**Work to be completed:**
Lay out, as a numbered list with blank lines omitted, the lines of the listing from the one containing "Short-answer question: What bounding box encloses the horizon" through the one containing "589], [601, 287, 683, 315]]", both included.

**Data for this exercise:**

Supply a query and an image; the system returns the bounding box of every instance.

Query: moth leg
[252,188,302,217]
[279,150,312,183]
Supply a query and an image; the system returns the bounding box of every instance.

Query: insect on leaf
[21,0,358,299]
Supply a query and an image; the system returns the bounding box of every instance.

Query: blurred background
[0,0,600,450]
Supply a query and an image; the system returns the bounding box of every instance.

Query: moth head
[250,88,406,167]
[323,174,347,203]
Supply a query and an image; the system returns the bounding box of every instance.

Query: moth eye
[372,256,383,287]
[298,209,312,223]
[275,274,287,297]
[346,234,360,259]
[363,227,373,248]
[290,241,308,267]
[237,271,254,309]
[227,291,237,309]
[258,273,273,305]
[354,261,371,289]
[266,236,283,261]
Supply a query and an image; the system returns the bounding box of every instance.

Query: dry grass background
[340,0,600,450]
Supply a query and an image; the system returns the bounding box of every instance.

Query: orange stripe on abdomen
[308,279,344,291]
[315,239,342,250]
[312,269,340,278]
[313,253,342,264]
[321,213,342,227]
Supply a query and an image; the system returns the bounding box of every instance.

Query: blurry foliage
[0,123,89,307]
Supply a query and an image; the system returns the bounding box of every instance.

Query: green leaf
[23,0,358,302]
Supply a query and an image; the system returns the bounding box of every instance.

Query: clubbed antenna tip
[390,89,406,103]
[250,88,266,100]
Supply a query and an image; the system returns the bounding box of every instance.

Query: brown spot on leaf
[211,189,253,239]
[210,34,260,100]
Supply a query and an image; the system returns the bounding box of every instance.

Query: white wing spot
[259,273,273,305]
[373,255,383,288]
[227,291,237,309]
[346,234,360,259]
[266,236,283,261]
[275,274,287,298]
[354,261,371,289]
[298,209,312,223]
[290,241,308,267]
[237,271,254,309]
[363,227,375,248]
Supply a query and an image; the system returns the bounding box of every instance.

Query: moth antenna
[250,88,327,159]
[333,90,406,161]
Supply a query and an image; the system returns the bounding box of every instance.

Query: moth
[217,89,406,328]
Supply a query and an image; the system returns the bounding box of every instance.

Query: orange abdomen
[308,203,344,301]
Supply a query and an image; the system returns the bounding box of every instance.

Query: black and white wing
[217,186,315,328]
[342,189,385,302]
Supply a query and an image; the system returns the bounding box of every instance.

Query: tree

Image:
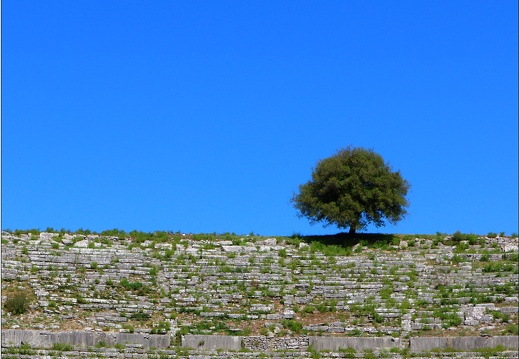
[292,146,410,234]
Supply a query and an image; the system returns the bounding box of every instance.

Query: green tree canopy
[292,146,410,234]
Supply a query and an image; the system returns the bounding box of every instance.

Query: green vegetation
[4,290,32,315]
[292,147,410,234]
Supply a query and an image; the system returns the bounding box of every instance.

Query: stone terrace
[2,232,518,353]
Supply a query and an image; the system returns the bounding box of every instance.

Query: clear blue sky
[2,0,518,235]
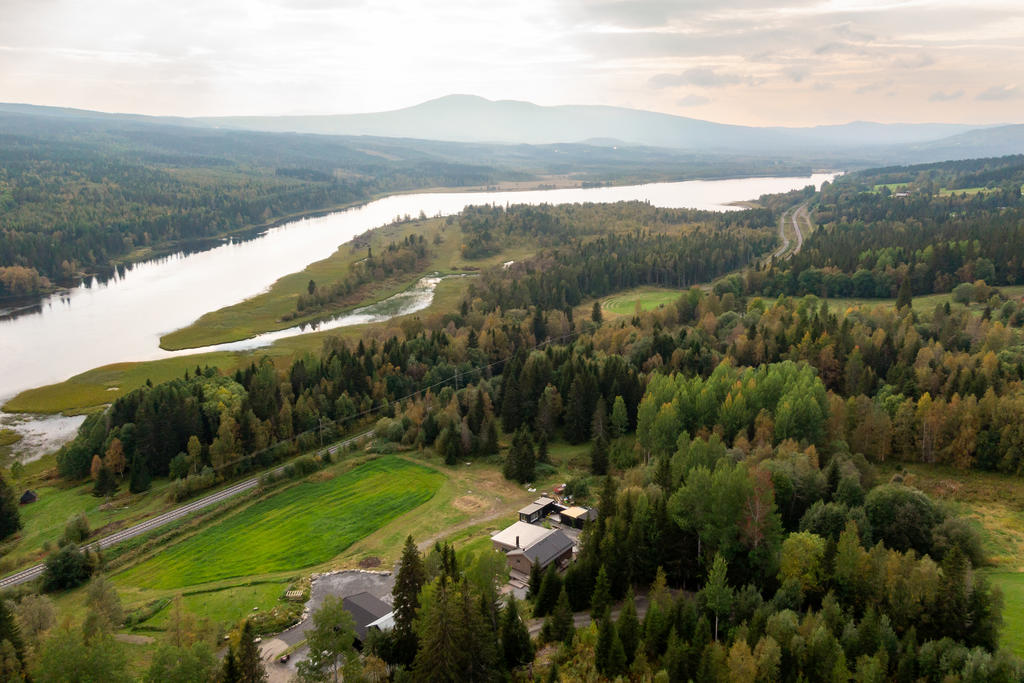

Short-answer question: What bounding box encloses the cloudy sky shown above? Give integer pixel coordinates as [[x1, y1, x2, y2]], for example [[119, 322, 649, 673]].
[[0, 0, 1024, 125]]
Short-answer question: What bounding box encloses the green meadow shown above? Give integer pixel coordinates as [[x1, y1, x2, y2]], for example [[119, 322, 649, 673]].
[[117, 457, 444, 589]]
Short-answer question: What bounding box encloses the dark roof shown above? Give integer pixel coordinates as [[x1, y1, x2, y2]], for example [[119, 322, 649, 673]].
[[509, 530, 572, 566], [341, 593, 391, 640]]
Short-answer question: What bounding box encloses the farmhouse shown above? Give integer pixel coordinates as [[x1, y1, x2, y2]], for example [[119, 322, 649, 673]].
[[490, 522, 551, 553], [519, 497, 562, 524], [558, 507, 597, 528], [341, 593, 394, 649], [506, 530, 572, 574]]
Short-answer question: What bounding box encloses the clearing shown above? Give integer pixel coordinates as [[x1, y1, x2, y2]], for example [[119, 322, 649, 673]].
[[118, 457, 444, 589]]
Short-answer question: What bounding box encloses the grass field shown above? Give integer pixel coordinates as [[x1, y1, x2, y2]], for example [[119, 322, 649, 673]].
[[0, 480, 180, 572], [883, 464, 1024, 656], [3, 278, 472, 415], [160, 219, 445, 349], [986, 571, 1024, 656], [143, 581, 291, 630], [118, 457, 444, 589], [827, 285, 1024, 313], [601, 287, 683, 315]]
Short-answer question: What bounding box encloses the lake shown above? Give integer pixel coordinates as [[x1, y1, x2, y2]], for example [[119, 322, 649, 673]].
[[0, 173, 835, 458]]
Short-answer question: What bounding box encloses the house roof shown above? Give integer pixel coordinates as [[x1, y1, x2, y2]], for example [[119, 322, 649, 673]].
[[341, 593, 391, 640], [519, 496, 554, 515], [561, 507, 597, 519], [509, 530, 572, 566], [490, 521, 551, 548]]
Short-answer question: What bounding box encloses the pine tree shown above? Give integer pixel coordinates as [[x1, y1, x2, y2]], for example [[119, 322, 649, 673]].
[[590, 396, 608, 441], [234, 620, 267, 683], [551, 587, 575, 644], [391, 536, 427, 666], [501, 596, 534, 670], [534, 563, 562, 616], [128, 455, 152, 494], [590, 564, 611, 621], [703, 554, 732, 641], [594, 615, 626, 678], [218, 647, 242, 683], [0, 474, 22, 541], [896, 276, 913, 310], [608, 396, 630, 438], [526, 559, 544, 600], [615, 588, 640, 665], [0, 600, 25, 671], [92, 465, 118, 498], [590, 438, 608, 476]]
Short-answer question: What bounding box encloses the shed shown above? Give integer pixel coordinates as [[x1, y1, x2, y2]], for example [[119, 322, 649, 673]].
[[519, 496, 562, 524], [341, 592, 392, 649], [558, 507, 597, 528], [506, 530, 572, 574], [490, 522, 551, 553]]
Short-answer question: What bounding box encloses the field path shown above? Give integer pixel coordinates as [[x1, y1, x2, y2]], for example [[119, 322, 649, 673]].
[[0, 432, 369, 590]]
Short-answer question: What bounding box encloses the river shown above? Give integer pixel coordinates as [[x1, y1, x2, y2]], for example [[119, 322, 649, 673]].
[[0, 173, 835, 457]]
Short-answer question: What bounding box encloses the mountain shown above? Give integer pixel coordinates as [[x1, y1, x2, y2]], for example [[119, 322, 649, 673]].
[[906, 124, 1024, 161], [200, 95, 977, 153]]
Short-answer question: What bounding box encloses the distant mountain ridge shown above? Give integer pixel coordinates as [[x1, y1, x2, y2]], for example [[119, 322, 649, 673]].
[[199, 95, 983, 152]]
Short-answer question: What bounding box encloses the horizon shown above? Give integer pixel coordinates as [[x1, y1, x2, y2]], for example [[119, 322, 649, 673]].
[[0, 92, 1024, 134], [0, 0, 1024, 127]]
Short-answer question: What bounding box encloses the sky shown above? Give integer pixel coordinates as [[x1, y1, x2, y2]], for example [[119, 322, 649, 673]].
[[0, 0, 1024, 125]]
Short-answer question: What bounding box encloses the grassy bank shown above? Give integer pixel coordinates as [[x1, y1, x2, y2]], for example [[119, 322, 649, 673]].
[[3, 278, 470, 415], [119, 458, 443, 589], [601, 287, 683, 315]]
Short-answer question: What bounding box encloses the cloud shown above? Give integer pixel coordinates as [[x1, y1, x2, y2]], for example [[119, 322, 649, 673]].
[[782, 67, 811, 83], [928, 90, 964, 102], [975, 85, 1024, 101], [893, 52, 935, 69], [853, 80, 893, 95], [676, 95, 711, 106], [649, 67, 744, 88]]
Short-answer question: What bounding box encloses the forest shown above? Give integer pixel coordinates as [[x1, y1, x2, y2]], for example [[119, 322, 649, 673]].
[[0, 105, 809, 297], [2, 159, 1024, 682]]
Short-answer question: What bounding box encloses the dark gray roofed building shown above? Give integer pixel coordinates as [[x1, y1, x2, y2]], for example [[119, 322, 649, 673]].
[[341, 593, 391, 648]]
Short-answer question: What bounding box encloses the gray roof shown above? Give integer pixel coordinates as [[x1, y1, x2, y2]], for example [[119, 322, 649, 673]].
[[509, 530, 572, 566], [341, 593, 391, 640]]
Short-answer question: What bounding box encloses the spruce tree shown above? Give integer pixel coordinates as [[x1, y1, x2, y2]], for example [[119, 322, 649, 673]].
[[590, 438, 608, 476], [608, 396, 630, 438], [501, 596, 534, 670], [615, 588, 640, 665], [0, 600, 25, 670], [549, 587, 575, 645], [234, 620, 267, 683], [0, 474, 22, 541], [391, 536, 427, 666], [534, 563, 562, 616], [526, 559, 544, 600], [590, 564, 611, 621]]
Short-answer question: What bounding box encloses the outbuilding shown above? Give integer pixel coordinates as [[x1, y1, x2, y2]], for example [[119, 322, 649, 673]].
[[341, 592, 393, 649], [519, 496, 562, 524], [490, 522, 551, 553], [558, 507, 597, 528], [506, 529, 572, 574]]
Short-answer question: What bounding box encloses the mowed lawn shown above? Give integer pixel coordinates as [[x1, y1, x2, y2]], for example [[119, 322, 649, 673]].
[[603, 287, 684, 315], [987, 571, 1024, 656], [117, 457, 444, 589]]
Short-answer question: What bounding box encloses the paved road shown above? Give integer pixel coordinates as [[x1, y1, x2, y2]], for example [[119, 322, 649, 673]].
[[0, 432, 369, 590], [772, 204, 810, 258]]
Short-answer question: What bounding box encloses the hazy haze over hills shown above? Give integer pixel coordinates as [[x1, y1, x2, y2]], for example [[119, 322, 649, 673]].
[[200, 95, 975, 152]]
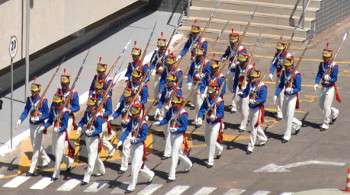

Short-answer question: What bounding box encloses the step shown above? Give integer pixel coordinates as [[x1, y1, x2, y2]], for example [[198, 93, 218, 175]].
[[178, 26, 305, 43], [189, 6, 315, 28], [192, 0, 319, 17], [182, 17, 308, 37]]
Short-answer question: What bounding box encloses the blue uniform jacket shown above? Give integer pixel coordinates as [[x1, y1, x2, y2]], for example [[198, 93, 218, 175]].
[[119, 119, 148, 144], [157, 87, 182, 109], [275, 70, 301, 96], [19, 96, 49, 125], [198, 96, 225, 123], [243, 82, 267, 108], [44, 103, 69, 133], [78, 111, 103, 137], [315, 62, 339, 87], [159, 107, 188, 134], [180, 36, 208, 58]]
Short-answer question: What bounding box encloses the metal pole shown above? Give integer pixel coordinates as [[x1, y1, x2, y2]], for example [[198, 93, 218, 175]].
[[10, 58, 13, 149], [24, 0, 30, 101]]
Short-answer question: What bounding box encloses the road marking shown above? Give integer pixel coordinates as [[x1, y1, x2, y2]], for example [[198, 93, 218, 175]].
[[84, 181, 108, 193], [252, 191, 271, 195], [57, 179, 81, 192], [254, 160, 346, 173], [137, 184, 163, 195], [224, 188, 245, 195], [166, 185, 190, 195], [30, 177, 53, 190], [194, 187, 216, 195], [2, 175, 30, 188], [111, 182, 129, 194]]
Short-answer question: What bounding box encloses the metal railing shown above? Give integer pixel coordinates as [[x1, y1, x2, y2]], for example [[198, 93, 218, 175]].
[[289, 0, 311, 29]]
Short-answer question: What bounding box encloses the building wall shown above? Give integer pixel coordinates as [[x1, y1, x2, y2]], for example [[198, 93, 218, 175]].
[[0, 0, 138, 70]]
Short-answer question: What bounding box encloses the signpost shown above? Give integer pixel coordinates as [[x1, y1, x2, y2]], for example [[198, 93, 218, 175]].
[[9, 36, 18, 149]]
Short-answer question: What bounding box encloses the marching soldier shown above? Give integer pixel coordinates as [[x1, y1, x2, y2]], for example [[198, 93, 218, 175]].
[[154, 93, 192, 182], [221, 29, 240, 112], [125, 41, 149, 82], [150, 32, 167, 97], [61, 69, 80, 131], [196, 58, 226, 126], [17, 81, 51, 176], [186, 48, 209, 109], [113, 87, 133, 174], [41, 89, 74, 181], [95, 80, 115, 157], [118, 102, 154, 192], [275, 53, 302, 143], [269, 38, 288, 120], [314, 45, 341, 131], [158, 52, 183, 99], [244, 69, 267, 154], [197, 81, 225, 168], [78, 95, 106, 185], [89, 62, 112, 96], [155, 74, 182, 160], [232, 46, 253, 132], [176, 24, 208, 61]]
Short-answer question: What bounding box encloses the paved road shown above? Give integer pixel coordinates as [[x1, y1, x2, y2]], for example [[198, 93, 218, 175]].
[[0, 7, 350, 195]]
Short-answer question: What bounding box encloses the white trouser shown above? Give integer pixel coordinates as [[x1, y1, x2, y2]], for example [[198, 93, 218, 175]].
[[205, 123, 224, 165], [29, 124, 50, 173], [275, 89, 284, 119], [319, 87, 339, 127], [52, 131, 74, 178], [120, 129, 131, 171], [128, 143, 154, 191], [236, 95, 249, 131], [248, 107, 267, 152], [168, 133, 192, 180], [153, 74, 160, 99], [101, 122, 113, 154], [163, 124, 172, 157], [83, 136, 106, 183], [282, 95, 301, 140]]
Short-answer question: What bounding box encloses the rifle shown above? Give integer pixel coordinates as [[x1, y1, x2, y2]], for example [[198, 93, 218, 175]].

**Solution to the exercise:**
1. Short-answer question: What bounding box encloses the horizon shown above? Give integer pixel coordinates as [[x1, y1, x2, y2]], for example [[119, 322, 649, 673]].
2. [[0, 92, 1024, 134], [0, 0, 1024, 127]]
3. Short-answer question: What bounding box encloses the sky shown above? Give integer pixel coordinates as [[x1, y1, x2, y2]], for example [[119, 322, 649, 673]].
4. [[0, 0, 1024, 125]]
5. Short-answer question: What bounding box encloses the grassy bank shown above? Give integer pixel coordinates as [[x1, y1, x2, y2]], for example [[119, 322, 649, 673]].
6. [[3, 278, 470, 415], [119, 458, 443, 589], [601, 287, 683, 315]]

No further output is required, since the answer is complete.